BEGIN DATA FOR THE TASK

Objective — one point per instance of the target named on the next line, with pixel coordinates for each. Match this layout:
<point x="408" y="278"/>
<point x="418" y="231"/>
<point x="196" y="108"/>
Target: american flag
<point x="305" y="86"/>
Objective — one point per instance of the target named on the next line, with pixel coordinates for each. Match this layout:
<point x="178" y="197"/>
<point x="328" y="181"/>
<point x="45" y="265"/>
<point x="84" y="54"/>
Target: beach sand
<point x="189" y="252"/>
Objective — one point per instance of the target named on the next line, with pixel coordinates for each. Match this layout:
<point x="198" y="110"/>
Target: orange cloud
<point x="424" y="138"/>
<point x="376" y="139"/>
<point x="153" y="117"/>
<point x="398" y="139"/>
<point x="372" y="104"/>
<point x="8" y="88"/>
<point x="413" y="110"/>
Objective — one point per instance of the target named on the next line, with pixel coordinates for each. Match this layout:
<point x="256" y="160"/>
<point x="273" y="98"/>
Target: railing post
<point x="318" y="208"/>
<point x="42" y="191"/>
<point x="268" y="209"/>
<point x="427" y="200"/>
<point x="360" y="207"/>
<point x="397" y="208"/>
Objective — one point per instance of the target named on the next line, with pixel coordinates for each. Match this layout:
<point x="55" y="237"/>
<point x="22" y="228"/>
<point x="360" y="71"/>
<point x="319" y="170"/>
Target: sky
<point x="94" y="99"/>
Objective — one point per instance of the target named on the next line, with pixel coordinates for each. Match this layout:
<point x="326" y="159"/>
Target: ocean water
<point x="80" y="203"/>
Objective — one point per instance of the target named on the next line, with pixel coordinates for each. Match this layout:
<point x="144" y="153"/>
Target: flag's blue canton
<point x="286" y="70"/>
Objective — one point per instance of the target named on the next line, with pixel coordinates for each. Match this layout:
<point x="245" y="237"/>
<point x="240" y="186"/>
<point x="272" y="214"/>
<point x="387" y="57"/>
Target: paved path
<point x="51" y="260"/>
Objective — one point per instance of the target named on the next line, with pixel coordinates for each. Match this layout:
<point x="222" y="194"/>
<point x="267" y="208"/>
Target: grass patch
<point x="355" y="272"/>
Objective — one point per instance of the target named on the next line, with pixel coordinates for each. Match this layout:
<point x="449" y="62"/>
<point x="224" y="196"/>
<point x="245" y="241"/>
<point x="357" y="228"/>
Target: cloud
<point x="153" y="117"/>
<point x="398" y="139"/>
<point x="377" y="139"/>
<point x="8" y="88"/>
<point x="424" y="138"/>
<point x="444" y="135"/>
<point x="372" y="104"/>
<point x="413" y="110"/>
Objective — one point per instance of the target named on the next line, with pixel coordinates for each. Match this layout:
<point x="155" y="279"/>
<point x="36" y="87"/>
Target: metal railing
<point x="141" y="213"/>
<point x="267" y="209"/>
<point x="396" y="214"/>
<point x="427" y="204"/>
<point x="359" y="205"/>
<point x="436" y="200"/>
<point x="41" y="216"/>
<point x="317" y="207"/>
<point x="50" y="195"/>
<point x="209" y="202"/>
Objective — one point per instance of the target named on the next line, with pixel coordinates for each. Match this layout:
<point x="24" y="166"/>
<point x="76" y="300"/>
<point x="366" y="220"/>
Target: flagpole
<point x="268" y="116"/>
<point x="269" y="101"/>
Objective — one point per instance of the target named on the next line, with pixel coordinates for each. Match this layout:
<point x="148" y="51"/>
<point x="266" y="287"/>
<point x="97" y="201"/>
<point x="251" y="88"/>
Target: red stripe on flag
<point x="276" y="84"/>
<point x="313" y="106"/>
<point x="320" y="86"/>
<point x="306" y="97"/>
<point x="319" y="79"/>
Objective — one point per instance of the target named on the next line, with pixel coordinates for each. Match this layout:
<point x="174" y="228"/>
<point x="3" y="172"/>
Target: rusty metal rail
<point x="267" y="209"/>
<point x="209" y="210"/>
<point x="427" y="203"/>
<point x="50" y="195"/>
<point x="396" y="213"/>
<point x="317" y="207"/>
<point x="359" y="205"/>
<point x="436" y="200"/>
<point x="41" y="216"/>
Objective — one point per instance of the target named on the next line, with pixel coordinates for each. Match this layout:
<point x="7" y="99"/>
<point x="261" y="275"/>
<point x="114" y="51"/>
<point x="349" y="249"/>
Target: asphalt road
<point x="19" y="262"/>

END DATA FOR THE TASK

EXERCISE DETAILS
Each line of the data must be retyped exactly as written.

SOLUTION BELOW
Objective — one point per instance of the target named on the next line, with pixel coordinates for each. Match this layout:
<point x="408" y="278"/>
<point x="418" y="231"/>
<point x="196" y="108"/>
Target: american flag
<point x="305" y="86"/>
Objective — one point per instance of the target named on the next line, with pixel coordinates for each. Match this layout:
<point x="178" y="197"/>
<point x="328" y="181"/>
<point x="45" y="265"/>
<point x="84" y="54"/>
Target: beach sand
<point x="189" y="252"/>
Objective — one point per instance of the target named on the next line, with pixel coordinates for each. Match this layout:
<point x="198" y="110"/>
Target: orange cloud
<point x="424" y="138"/>
<point x="376" y="139"/>
<point x="153" y="117"/>
<point x="398" y="139"/>
<point x="372" y="104"/>
<point x="8" y="88"/>
<point x="413" y="110"/>
Objective — one point per instance of the target named on the next line, with pixel coordinates for each. Match this layout:
<point x="256" y="160"/>
<point x="273" y="98"/>
Target: railing post
<point x="318" y="208"/>
<point x="42" y="191"/>
<point x="268" y="209"/>
<point x="427" y="200"/>
<point x="360" y="207"/>
<point x="397" y="208"/>
Objective — one point per instance of the target named on the next line, with pixel coordinates for each. Match this layout:
<point x="55" y="237"/>
<point x="22" y="228"/>
<point x="360" y="71"/>
<point x="319" y="170"/>
Target: sky
<point x="94" y="99"/>
Objective — one point per instance of the target named on the next line, with pixel coordinates for each. Match this layout:
<point x="326" y="159"/>
Target: ocean water
<point x="80" y="203"/>
Objective — one point per instance of the target named on the next line, with pixel coordinates for each. Match this layout:
<point x="144" y="153"/>
Target: flag's blue canton
<point x="286" y="70"/>
Objective — one point per instance of the target named on the next line, with pixel coordinates for each. Match this layout:
<point x="245" y="237"/>
<point x="240" y="186"/>
<point x="272" y="214"/>
<point x="387" y="57"/>
Target: paved path
<point x="51" y="260"/>
Objective — one point per instance of the target named on the next line, with pixel coordinates for each. Match this layout:
<point x="222" y="194"/>
<point x="267" y="208"/>
Target: grass patch
<point x="355" y="272"/>
Objective — one point per instance of the target named on the next line, with pixel coordinates for each. Match this layout:
<point x="449" y="62"/>
<point x="224" y="196"/>
<point x="245" y="241"/>
<point x="357" y="228"/>
Target: cloud
<point x="153" y="117"/>
<point x="398" y="139"/>
<point x="377" y="139"/>
<point x="8" y="88"/>
<point x="424" y="138"/>
<point x="444" y="135"/>
<point x="372" y="104"/>
<point x="413" y="110"/>
Objective — one point per instance of the target named on the next line, with pixel coordinates for each. Match this layout:
<point x="155" y="279"/>
<point x="36" y="87"/>
Target: metal railing
<point x="141" y="213"/>
<point x="267" y="209"/>
<point x="396" y="214"/>
<point x="427" y="204"/>
<point x="359" y="205"/>
<point x="436" y="200"/>
<point x="41" y="216"/>
<point x="317" y="207"/>
<point x="50" y="195"/>
<point x="209" y="202"/>
Objective — one point per instance of the target named on the next line, with pixel coordinates for each. Match this layout:
<point x="24" y="166"/>
<point x="76" y="300"/>
<point x="366" y="220"/>
Target: flagpole
<point x="268" y="116"/>
<point x="269" y="101"/>
Objective — one point per instance of the target named on the next line, with pixel coordinates for each. Match this layout:
<point x="148" y="51"/>
<point x="266" y="287"/>
<point x="97" y="201"/>
<point x="251" y="88"/>
Target: red stripe on flag
<point x="276" y="84"/>
<point x="313" y="106"/>
<point x="320" y="86"/>
<point x="306" y="97"/>
<point x="319" y="79"/>
Objective — one point per instance of the target named on the next line, with pixel coordinates for each. Match this layout:
<point x="174" y="228"/>
<point x="3" y="172"/>
Target: rusty metal rail
<point x="267" y="209"/>
<point x="209" y="210"/>
<point x="427" y="203"/>
<point x="50" y="195"/>
<point x="396" y="213"/>
<point x="317" y="207"/>
<point x="359" y="205"/>
<point x="436" y="200"/>
<point x="41" y="216"/>
Objective — one point per instance of the target named on the next line, with pixel coordinates for each. Match this layout:
<point x="7" y="99"/>
<point x="261" y="275"/>
<point x="114" y="51"/>
<point x="349" y="249"/>
Target: asphalt road
<point x="19" y="262"/>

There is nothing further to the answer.